** start of Record list **

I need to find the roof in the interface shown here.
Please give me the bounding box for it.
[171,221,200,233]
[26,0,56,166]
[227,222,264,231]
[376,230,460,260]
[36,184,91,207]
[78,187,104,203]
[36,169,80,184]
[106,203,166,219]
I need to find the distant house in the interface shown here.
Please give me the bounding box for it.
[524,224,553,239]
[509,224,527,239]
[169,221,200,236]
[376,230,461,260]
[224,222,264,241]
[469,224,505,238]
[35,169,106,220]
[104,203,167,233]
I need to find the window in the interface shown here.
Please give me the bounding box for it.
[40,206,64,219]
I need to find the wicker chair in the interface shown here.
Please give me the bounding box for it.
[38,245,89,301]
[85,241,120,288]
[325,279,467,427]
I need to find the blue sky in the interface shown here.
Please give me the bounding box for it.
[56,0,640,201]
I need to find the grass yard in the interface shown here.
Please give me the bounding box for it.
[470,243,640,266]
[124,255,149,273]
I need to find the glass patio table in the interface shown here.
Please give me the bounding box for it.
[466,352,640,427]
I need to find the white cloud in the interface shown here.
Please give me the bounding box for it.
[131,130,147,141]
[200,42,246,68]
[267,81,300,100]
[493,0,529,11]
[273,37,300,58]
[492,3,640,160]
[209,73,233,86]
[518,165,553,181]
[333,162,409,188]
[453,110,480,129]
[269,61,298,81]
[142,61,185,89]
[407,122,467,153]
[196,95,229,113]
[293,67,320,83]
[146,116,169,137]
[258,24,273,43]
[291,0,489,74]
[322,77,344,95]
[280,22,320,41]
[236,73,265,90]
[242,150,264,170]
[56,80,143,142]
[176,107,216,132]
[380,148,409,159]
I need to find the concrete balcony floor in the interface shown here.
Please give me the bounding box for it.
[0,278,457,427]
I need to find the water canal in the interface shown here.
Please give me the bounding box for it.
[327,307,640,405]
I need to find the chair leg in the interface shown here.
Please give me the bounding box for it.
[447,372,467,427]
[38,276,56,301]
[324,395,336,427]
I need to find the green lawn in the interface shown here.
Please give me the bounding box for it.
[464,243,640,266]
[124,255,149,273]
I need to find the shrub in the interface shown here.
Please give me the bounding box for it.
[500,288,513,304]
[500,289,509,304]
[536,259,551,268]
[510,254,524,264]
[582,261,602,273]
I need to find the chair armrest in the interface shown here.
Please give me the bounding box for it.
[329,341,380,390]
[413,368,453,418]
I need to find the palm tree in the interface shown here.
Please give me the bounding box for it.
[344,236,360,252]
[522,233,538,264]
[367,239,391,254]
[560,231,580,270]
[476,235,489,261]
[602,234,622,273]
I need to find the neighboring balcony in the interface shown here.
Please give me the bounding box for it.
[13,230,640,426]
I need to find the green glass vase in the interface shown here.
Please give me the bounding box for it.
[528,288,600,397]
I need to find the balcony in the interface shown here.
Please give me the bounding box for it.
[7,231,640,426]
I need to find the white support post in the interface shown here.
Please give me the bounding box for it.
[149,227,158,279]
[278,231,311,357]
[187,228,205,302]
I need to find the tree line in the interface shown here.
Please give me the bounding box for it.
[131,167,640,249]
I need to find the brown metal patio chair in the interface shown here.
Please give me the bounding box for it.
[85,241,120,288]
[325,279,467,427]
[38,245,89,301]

** end of Record list **

• _Given problem_:
Turn all of the lines above into a numbered list, leaving out any blank lines.

• _Exercise answer_:
1. I need to find the roof in the interface shown here.
2. Please give me the bounding box for it.
3. [171,221,200,233]
4. [26,0,56,166]
5. [227,222,264,231]
6. [376,230,460,260]
7. [36,184,91,207]
8. [78,187,104,203]
9. [36,169,80,184]
10. [106,203,166,219]
11. I need to find the distant house in the interface shown here.
12. Please give me the bounding box for it.
13. [524,224,553,239]
14. [509,224,527,239]
15. [169,221,200,236]
16. [376,230,461,260]
17. [224,222,264,241]
18. [469,224,505,238]
19. [35,169,106,220]
20. [104,203,167,233]
21. I need to find the window in the interface shown here.
22. Please give me the bounding box for it.
23. [40,206,64,219]
24. I need to find the wicker chair in the interface shown here.
25. Please give me the bounding box for it.
26. [38,245,89,301]
27. [85,241,120,288]
28. [325,279,467,427]
29. I need to find the blue sky in the interface shown here.
30. Please give me the bounding box for it.
31. [56,0,640,201]
32. I need to find the grass yard in the interface shown here.
33. Please give me the bounding box for it.
34. [470,243,640,266]
35. [124,255,149,273]
36. I need to find the glass patio table in the interface shown here.
37. Please give me the bounding box for it.
38. [466,352,640,427]
39. I need to find the white cloud in the interface shown here.
40. Please give me the bounding box for it.
41. [131,130,147,141]
42. [200,42,246,68]
43. [267,81,300,100]
44. [493,0,529,11]
45. [273,37,300,58]
46. [492,3,640,160]
47. [209,73,233,86]
48. [518,165,553,181]
49. [333,162,409,188]
50. [453,110,480,129]
51. [269,61,298,81]
52. [142,61,185,89]
53. [407,122,467,153]
54. [196,95,229,113]
55. [293,67,320,83]
56. [146,116,169,137]
57. [258,24,273,43]
58. [291,0,489,74]
59. [322,77,344,95]
60. [280,22,320,41]
61. [236,73,265,90]
62. [242,150,264,170]
63. [56,80,143,142]
64. [176,107,216,132]
65. [380,148,409,159]
66. I need to find the concrete balcony floor in the interface shown here.
67. Please give me the bounding box for it.
68. [0,278,457,427]
69. I need to find the water canal in the interface shown here.
70. Please give me the bounding box for it.
71. [327,307,640,405]
72. I need to find the chair leg in the interface shown here.
73. Please give me the bounding box for it.
74. [447,372,467,427]
75. [38,276,56,301]
76. [324,395,336,427]
77. I need to find the green lawn in the interface shown here.
78. Please give me the bounding box for it.
79. [464,243,640,266]
80. [124,255,149,273]
81. I need to find the shrub in the interface shown here.
82. Please give me the bounding box for it.
83. [500,288,513,304]
84. [500,289,509,304]
85. [536,259,551,268]
86. [510,254,524,264]
87. [582,261,602,273]
88. I need to find the chair armrest in the interface shown here.
89. Please give me the bounding box for it.
90. [329,341,380,390]
91. [413,368,453,418]
92. I need to find the palm tree in the interface shown here.
93. Please give me the bounding box for it.
94. [344,236,360,252]
95. [522,233,538,264]
96. [367,239,391,254]
97. [560,231,580,270]
98. [476,235,489,261]
99. [602,234,622,273]
100. I need to find the neighboring balcony in the interface shown here.
101. Please give me the bounding box for it.
102. [13,230,640,426]
103. I need to find the green glass vase in the interface shown here.
104. Please give me the bounding box for it.
105. [528,288,600,397]
106. I need to find the balcony in the interface shown here.
107. Please give me the bounding box for it.
108. [7,231,640,426]
109. I need to find the white support post in the interface shown here.
110. Please give me the bounding box for it.
111. [149,227,158,279]
112. [278,231,311,357]
113. [187,228,205,302]
114. I need to find the tree line in the interface shown here.
115. Please give me the bounding box for it.
116. [131,167,640,249]
117. I need to find the brown metal patio chair in the interface shown here.
118. Please give me the bounding box for it.
119. [85,241,120,288]
120. [325,279,467,427]
121. [38,245,89,301]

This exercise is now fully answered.